TASK INSTRUCTIONS: Locate every line in the material below that contains the word "fence", and copy each of those lines in full.

DATA FOR THE TASK:

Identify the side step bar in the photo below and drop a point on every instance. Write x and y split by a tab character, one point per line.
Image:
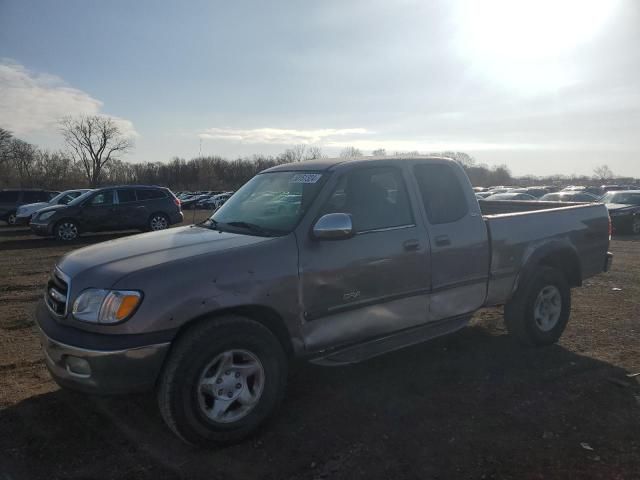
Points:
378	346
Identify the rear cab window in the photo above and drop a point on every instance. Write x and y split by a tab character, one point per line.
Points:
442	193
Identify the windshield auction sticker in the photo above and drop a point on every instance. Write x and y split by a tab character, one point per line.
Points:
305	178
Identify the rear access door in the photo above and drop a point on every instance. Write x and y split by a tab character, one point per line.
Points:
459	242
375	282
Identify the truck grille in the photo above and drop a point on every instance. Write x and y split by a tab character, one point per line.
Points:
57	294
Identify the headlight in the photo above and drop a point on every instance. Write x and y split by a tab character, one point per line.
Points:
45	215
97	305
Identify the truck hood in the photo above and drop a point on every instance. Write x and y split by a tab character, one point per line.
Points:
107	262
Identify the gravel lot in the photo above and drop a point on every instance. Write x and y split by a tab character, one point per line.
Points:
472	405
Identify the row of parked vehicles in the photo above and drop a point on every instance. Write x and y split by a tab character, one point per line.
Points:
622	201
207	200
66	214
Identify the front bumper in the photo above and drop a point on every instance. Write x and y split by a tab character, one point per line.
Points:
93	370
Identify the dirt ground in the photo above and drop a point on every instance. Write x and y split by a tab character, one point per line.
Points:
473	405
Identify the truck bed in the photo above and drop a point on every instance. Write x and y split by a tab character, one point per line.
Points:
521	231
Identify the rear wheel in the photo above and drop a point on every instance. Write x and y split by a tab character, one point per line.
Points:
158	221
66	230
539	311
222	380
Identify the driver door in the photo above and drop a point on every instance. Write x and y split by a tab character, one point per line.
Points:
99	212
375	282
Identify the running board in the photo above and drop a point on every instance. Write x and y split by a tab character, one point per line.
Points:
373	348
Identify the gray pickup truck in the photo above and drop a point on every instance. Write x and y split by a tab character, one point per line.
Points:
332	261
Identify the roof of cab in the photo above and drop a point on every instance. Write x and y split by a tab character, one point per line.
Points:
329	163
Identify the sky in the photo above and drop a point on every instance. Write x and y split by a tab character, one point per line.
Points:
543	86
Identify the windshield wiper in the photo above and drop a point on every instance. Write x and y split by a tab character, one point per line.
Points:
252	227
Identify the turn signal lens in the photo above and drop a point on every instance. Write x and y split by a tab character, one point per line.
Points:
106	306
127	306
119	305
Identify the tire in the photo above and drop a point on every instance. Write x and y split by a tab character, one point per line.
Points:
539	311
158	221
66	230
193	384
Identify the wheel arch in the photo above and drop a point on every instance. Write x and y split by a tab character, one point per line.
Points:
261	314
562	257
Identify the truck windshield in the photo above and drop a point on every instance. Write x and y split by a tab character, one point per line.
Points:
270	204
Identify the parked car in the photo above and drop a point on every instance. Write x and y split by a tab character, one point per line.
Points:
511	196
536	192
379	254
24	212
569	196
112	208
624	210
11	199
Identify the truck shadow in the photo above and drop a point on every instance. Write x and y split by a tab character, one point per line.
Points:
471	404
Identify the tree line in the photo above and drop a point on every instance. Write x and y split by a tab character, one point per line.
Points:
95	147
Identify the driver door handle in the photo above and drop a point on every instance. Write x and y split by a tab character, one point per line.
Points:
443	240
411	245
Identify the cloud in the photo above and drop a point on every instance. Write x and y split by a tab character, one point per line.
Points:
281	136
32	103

==

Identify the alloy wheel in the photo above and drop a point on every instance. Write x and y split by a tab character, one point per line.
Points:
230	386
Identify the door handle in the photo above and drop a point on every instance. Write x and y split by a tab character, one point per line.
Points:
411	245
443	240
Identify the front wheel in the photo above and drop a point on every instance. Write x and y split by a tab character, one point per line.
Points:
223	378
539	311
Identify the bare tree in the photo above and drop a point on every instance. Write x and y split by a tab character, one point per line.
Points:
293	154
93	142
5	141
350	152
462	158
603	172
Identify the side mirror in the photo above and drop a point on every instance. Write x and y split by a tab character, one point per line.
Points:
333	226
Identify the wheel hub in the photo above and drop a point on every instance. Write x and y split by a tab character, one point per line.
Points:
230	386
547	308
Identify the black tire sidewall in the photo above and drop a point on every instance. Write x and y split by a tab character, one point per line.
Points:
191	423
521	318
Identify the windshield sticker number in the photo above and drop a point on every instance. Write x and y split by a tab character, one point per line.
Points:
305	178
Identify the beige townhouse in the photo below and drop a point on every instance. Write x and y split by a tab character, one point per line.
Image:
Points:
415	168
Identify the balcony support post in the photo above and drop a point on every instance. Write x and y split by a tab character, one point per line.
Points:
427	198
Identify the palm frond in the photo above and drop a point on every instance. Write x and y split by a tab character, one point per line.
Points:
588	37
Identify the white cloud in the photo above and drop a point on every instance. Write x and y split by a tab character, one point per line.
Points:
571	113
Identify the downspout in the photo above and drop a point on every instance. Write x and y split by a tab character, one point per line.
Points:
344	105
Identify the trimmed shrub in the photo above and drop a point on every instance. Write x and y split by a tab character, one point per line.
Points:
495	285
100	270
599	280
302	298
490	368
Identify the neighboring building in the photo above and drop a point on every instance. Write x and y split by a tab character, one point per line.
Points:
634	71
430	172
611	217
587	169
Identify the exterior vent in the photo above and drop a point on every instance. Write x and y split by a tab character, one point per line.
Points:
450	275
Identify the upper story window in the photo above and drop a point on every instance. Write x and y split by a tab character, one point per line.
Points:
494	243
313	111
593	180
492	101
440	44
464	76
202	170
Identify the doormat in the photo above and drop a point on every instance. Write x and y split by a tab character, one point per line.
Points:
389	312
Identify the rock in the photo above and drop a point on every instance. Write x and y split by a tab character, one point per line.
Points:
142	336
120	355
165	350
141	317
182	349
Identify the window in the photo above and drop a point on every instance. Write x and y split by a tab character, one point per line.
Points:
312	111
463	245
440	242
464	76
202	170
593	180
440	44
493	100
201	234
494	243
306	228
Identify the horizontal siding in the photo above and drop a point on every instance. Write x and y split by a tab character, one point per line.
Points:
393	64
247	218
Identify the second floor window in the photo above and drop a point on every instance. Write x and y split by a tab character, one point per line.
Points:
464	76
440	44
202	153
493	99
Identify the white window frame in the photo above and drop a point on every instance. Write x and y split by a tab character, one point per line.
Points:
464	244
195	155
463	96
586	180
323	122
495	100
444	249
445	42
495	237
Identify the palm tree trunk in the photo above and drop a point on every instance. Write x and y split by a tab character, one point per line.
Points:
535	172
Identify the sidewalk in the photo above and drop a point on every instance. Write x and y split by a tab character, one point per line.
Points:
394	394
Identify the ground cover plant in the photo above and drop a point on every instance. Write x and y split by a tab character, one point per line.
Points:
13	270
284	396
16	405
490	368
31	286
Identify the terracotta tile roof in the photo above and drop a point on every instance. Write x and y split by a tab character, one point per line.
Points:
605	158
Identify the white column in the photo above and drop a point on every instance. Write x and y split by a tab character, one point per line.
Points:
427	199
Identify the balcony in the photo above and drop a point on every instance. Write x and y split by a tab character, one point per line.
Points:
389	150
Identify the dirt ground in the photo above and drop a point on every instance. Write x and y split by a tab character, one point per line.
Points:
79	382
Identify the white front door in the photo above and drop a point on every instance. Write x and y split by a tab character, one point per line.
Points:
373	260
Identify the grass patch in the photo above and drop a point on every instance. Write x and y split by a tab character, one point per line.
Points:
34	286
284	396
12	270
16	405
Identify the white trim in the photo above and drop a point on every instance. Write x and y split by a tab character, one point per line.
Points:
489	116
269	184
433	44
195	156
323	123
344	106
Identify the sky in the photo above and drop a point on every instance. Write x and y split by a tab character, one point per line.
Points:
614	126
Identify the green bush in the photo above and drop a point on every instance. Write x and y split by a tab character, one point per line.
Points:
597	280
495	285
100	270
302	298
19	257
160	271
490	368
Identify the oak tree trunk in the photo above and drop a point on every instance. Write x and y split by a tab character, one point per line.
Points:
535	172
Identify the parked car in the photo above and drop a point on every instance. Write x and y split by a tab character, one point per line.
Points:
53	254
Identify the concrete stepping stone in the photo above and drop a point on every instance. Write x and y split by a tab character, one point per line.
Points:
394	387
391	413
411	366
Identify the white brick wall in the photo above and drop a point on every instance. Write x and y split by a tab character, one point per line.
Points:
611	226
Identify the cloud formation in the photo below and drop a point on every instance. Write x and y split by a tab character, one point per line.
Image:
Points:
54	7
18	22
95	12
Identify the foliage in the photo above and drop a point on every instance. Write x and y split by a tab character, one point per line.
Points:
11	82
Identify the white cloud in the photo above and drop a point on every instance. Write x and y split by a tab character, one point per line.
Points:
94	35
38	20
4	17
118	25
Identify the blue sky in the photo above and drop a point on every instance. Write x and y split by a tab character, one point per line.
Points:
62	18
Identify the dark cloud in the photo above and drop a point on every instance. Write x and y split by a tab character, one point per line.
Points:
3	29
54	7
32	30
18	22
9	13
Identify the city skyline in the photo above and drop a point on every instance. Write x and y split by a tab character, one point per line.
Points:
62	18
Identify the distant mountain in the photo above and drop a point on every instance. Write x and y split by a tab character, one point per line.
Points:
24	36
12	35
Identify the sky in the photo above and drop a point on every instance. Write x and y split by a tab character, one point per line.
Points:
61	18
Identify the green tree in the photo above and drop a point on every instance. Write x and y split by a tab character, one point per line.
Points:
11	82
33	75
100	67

...

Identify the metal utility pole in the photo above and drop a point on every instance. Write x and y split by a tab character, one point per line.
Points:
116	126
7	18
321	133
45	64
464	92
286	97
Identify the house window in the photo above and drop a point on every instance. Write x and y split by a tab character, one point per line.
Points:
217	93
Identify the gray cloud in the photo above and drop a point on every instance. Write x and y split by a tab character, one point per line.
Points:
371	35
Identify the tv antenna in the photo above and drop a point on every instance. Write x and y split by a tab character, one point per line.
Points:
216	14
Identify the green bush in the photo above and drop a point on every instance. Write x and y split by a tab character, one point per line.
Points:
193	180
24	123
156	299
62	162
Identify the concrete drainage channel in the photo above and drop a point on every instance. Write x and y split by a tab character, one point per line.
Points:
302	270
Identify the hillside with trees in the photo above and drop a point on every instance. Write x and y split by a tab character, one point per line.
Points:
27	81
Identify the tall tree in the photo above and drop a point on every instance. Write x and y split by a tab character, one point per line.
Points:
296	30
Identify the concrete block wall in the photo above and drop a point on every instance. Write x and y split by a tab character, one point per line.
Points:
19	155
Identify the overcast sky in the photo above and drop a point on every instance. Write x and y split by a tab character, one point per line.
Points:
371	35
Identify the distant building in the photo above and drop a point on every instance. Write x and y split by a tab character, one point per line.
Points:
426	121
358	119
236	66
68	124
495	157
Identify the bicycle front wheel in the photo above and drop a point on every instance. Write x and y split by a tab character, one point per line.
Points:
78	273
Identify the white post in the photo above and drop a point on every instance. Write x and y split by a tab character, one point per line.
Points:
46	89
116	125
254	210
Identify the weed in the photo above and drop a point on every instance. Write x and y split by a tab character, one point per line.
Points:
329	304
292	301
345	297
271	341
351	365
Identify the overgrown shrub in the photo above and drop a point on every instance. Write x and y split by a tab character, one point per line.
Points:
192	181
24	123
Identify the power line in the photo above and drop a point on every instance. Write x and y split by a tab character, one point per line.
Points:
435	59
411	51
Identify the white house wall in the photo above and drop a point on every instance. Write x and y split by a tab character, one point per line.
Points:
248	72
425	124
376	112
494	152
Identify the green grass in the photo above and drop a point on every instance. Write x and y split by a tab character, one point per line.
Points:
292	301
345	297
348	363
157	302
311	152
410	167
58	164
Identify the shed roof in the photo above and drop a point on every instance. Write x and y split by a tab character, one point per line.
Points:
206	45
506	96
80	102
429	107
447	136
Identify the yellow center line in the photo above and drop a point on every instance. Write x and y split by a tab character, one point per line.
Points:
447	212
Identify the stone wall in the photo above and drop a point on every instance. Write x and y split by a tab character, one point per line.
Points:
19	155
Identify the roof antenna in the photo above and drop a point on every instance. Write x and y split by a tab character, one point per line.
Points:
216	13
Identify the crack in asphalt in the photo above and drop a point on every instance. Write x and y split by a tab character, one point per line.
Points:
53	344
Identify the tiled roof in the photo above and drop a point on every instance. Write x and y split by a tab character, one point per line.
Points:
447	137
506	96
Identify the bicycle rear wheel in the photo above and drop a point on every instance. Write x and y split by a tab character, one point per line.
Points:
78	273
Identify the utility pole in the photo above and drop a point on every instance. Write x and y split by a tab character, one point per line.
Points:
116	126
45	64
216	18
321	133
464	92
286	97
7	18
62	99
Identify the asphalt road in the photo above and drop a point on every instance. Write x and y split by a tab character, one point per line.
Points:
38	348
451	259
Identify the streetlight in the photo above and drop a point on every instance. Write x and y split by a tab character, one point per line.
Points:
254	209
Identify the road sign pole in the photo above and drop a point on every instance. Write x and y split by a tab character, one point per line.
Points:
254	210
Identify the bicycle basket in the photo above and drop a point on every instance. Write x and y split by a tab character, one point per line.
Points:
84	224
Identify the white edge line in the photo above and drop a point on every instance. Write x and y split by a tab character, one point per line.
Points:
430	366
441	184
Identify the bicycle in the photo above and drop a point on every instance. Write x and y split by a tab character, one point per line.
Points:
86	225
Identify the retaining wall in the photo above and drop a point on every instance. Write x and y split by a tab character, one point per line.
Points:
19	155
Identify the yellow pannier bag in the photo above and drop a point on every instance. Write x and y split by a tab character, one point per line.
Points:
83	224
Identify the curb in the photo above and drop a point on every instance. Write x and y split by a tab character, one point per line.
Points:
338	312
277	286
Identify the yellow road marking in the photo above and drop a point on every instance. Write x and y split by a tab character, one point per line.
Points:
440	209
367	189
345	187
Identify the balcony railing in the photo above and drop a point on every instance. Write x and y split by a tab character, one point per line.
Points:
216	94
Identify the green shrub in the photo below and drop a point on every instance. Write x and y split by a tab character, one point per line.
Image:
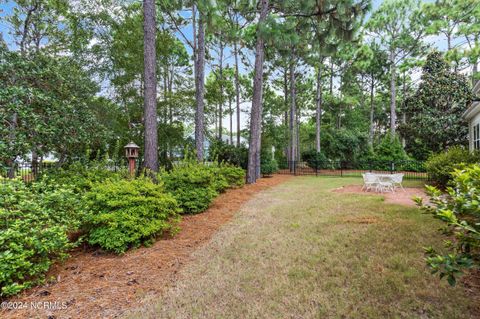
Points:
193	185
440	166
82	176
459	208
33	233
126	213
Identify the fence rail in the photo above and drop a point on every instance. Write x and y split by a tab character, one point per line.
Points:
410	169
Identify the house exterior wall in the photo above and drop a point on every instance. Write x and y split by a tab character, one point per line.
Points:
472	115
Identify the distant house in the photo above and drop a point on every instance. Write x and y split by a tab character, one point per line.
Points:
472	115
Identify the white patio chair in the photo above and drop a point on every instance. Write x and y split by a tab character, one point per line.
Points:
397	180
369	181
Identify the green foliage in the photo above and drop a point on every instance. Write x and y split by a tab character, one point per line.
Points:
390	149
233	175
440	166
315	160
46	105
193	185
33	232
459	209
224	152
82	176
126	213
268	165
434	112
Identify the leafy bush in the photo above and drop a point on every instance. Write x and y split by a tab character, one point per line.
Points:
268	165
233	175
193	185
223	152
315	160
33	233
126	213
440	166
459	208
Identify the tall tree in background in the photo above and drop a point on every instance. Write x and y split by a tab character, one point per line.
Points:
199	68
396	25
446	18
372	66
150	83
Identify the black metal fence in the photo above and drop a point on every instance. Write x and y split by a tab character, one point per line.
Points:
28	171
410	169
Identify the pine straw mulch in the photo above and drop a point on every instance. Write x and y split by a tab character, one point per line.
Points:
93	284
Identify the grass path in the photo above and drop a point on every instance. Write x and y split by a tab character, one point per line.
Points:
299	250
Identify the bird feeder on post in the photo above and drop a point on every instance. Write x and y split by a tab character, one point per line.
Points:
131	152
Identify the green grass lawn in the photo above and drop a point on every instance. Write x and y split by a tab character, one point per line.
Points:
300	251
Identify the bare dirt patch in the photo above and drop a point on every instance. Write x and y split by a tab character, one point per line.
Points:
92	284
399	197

RESPONSE TO THIS TASK:
Identify the fence rail in the photo above and drop a point on every instance. Write x and y split by a tab character, one point per line.
Identify the black metal fence in the photo above and drop a point on every instance. Write x and y split by a tab character, one point per line.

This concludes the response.